• Exercise brief: Under this line sits a listing. Repeat exactly and only its lines from the one holding "black front wing" through the one holding "entire black, white"; skip pictures.

• Record extracts:

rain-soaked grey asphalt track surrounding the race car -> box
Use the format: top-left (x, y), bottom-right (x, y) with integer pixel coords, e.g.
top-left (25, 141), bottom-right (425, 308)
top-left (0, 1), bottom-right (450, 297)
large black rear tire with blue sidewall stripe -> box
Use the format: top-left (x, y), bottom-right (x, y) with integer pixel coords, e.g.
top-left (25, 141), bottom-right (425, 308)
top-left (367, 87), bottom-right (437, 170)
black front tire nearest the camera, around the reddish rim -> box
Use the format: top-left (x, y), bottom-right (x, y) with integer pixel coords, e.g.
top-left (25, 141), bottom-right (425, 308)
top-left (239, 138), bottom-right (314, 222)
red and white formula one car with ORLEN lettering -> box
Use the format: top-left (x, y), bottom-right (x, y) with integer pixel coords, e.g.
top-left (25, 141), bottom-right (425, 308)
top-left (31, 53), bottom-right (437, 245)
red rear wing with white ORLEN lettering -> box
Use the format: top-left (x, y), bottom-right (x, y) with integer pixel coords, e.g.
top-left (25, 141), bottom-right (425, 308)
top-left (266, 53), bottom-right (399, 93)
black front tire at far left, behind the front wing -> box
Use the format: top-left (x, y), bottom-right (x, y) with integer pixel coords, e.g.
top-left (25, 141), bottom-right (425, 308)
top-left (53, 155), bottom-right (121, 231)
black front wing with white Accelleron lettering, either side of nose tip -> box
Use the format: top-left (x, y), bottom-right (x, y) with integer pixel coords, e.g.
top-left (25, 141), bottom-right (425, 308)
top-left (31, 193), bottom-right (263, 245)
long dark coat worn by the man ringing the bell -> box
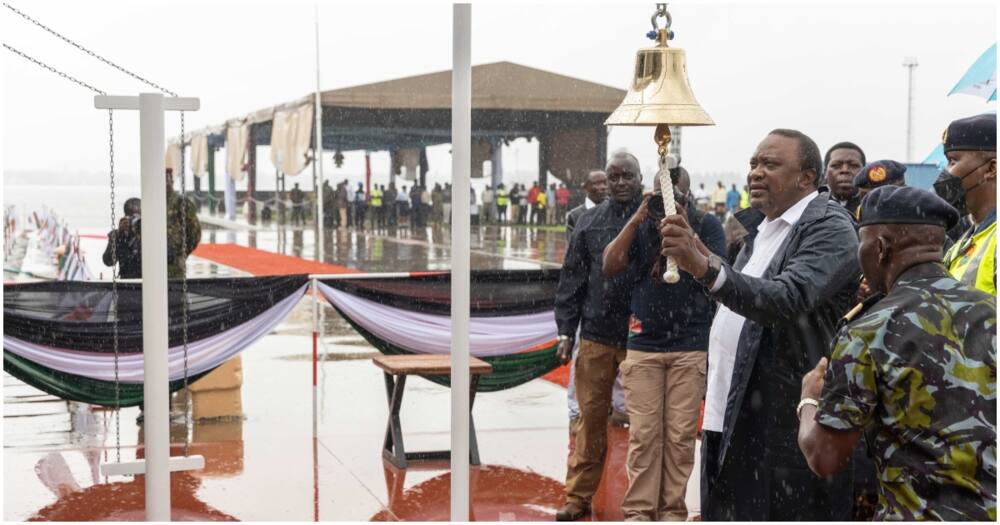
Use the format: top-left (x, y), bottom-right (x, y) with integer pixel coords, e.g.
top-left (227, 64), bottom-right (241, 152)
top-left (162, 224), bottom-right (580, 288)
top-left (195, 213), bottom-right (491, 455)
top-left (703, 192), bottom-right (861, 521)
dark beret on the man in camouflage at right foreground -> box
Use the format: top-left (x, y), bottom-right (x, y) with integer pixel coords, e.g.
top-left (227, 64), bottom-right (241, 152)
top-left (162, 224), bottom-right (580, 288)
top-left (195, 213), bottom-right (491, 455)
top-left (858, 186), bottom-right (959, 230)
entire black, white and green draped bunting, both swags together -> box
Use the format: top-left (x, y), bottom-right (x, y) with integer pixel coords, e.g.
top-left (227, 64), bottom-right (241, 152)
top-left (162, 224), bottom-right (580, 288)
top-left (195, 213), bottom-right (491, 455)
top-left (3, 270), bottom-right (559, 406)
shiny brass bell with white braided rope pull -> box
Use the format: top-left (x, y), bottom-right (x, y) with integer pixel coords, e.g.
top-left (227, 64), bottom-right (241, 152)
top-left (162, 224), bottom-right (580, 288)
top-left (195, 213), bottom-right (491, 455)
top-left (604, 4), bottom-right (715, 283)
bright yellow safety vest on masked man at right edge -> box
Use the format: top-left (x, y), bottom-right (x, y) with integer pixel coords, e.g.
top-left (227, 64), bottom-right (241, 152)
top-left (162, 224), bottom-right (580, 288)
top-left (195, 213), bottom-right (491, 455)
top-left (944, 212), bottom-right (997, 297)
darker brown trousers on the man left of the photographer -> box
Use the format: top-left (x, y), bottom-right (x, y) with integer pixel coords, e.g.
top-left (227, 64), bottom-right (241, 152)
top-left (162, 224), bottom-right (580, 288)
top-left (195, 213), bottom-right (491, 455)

...

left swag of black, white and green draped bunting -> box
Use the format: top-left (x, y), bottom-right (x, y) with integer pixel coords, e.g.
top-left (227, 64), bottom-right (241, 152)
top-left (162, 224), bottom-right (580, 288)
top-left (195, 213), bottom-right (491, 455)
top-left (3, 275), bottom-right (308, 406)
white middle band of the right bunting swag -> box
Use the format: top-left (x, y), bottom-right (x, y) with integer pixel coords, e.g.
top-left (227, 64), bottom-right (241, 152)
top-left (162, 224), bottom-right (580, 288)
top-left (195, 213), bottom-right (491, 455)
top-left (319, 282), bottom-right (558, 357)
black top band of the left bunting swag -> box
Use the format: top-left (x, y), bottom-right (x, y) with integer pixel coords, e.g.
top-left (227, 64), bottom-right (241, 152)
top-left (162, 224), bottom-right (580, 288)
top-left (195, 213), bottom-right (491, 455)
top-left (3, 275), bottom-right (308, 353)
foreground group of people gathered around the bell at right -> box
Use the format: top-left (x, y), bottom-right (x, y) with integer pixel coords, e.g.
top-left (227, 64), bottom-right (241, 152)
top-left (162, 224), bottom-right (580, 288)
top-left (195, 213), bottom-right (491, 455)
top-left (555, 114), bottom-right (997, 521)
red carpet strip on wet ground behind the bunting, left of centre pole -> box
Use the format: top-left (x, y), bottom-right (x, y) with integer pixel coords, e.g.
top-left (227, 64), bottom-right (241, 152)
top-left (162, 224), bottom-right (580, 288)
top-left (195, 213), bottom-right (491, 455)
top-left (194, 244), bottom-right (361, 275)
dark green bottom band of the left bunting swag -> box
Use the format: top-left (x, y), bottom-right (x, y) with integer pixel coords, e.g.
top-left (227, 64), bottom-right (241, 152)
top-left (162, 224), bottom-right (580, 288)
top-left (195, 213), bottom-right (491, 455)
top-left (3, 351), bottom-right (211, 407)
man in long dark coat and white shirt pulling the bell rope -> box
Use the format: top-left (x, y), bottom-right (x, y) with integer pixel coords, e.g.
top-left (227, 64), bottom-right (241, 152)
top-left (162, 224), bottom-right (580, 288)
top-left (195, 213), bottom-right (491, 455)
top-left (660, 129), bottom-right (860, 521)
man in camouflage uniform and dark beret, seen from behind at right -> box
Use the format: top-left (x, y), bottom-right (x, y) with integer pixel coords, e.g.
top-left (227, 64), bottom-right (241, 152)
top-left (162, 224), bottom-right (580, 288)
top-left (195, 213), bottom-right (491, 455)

• Finished task:
black front wing with white Accelleron lettering, either side of nose tip -> box
Use the format: top-left (x, y), bottom-right (x, y) with integer pixel coords, e.g.
top-left (25, 141), bottom-right (425, 308)
top-left (31, 193), bottom-right (263, 245)
long dark coat worn by the man ringing the bell -> box
Use the format: top-left (x, y), bottom-right (x, y) with integer pixel coords, e.g.
top-left (227, 64), bottom-right (241, 152)
top-left (162, 224), bottom-right (580, 288)
top-left (195, 213), bottom-right (491, 455)
top-left (703, 192), bottom-right (861, 521)
dark beret on the man in camouflage at right foreground -> box
Use the format: top-left (x, y), bottom-right (x, y) with integer pixel coords, e.g.
top-left (227, 64), bottom-right (241, 152)
top-left (162, 224), bottom-right (580, 288)
top-left (195, 213), bottom-right (491, 455)
top-left (858, 186), bottom-right (959, 230)
entire black, white and green draped bunting, both swags together -> box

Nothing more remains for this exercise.